--- Written exercise ---
Pull out every line in the entries below that contains the word "white", matching its case exactly.

— BEGIN Entries supplied —

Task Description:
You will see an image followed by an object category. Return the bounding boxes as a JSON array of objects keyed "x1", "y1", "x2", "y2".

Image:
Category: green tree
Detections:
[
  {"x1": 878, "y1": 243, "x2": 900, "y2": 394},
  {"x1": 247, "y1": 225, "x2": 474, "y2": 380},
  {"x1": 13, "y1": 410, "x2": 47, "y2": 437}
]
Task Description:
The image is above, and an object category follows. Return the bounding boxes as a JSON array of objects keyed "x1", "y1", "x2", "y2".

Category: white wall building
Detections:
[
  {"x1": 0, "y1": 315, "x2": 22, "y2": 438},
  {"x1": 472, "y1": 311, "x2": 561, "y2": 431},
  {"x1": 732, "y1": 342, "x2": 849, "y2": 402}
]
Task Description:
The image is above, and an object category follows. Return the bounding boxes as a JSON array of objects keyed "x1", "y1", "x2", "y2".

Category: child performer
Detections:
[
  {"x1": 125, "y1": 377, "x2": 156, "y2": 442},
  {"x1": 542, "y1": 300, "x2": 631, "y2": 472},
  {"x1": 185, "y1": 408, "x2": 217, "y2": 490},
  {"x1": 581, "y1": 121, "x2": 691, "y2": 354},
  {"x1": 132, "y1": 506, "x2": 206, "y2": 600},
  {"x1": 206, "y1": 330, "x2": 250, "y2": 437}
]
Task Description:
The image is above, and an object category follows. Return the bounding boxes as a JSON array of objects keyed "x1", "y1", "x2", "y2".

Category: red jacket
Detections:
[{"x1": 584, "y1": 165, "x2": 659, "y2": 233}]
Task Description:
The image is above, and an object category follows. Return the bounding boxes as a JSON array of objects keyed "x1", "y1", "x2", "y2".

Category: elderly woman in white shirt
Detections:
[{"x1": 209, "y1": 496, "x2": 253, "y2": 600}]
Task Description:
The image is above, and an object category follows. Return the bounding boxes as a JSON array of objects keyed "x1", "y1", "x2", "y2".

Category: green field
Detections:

— END Entries supplied —

--- Answer to the task ---
Category: white wall building
Category: elderly woman in white shirt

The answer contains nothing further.